Reading passage
-=-=-

Particle-physics funder backs linear collider

London

Britain's particle-physics funding body has thrown its weight behind plans for an international linear collider, a multibillion-pound project to study particles produced by high-energy collisions between electrons and positrons.

The endorsement comes in the Particle Physics and Astronomy Research Council's five-year plan, which is due to be released on 25 November. The council will spend £11 million (US$19 million) on accelerator research and development between now and 2006 to ensure that British scientists are involved in the collider, although it does not expect Britain to host the facility. It also intends to invest in plans for an international neutrino research facility, a project that it says could be hosted at the Rutherford Appleton Laboratory near Didcot in Oxfordshire.

The collider project has been gaining momentum in recent weeks, although governments are not expected to make a final decision on funding until 2007. On 10 November it was ranked as a mid-term priority by the US Department of Energy (see Nature 426, 108; 200310.1038/426108b). The following week, a panel to oversee designs for the collider was established at a meeting of the International Linear Collider Steering Committee in Paris.

Congress endorses big spending on small science

Washington

The US Congress has passed a bill recommending that almost $4 billion should be spent on nanotechnology over the next four years, with a National Nanotechnology Coordination Office overseeing research.

The bill also calls for a federal advisory panel to look into the societal and ethical issues surrounding nanotechnology, which has attracted some concern over its possible effects on health and the environment (see Nature 424, 246–248; 2003).

-=-=-

Task statement
Print the stretch of the science news briefs from "Britain's particle-physics funding" through "electrons and positrons." word for word.

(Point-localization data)

-=-=-

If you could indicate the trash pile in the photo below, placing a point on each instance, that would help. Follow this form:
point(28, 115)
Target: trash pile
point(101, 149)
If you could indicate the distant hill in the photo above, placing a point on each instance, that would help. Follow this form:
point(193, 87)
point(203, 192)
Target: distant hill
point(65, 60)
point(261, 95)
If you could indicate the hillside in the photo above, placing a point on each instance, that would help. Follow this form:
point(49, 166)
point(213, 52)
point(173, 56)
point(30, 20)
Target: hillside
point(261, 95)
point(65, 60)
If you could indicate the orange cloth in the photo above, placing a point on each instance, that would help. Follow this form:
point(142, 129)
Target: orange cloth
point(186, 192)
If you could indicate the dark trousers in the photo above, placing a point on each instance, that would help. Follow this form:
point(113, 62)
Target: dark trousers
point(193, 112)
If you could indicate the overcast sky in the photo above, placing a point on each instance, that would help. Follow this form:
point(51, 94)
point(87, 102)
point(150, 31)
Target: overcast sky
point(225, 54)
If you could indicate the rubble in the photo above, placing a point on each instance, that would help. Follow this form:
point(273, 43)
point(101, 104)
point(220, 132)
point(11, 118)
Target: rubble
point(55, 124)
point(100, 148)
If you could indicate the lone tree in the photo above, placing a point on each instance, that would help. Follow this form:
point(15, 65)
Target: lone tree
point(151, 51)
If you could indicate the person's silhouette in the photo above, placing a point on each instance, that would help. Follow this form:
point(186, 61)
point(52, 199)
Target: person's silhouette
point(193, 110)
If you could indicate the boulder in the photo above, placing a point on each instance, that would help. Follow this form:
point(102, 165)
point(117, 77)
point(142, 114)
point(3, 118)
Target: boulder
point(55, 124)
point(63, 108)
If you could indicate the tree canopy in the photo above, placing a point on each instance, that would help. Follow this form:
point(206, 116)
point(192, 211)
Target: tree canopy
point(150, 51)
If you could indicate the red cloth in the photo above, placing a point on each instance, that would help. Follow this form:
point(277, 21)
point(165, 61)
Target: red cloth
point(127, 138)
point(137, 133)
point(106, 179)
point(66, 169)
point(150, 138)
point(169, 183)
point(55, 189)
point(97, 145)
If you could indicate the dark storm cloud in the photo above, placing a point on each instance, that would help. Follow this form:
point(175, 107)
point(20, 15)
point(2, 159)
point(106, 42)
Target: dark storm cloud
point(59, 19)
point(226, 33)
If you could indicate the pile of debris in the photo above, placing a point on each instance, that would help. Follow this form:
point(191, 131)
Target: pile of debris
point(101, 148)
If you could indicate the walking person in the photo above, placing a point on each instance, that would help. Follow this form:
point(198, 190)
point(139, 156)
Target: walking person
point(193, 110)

-=-=-

Answer for the task
Britain's particle-physics funding body has thrown its weight behind plans for an international linear collider, a multibillion-pound project to study particles produced by high-energy collisions between electrons and positrons.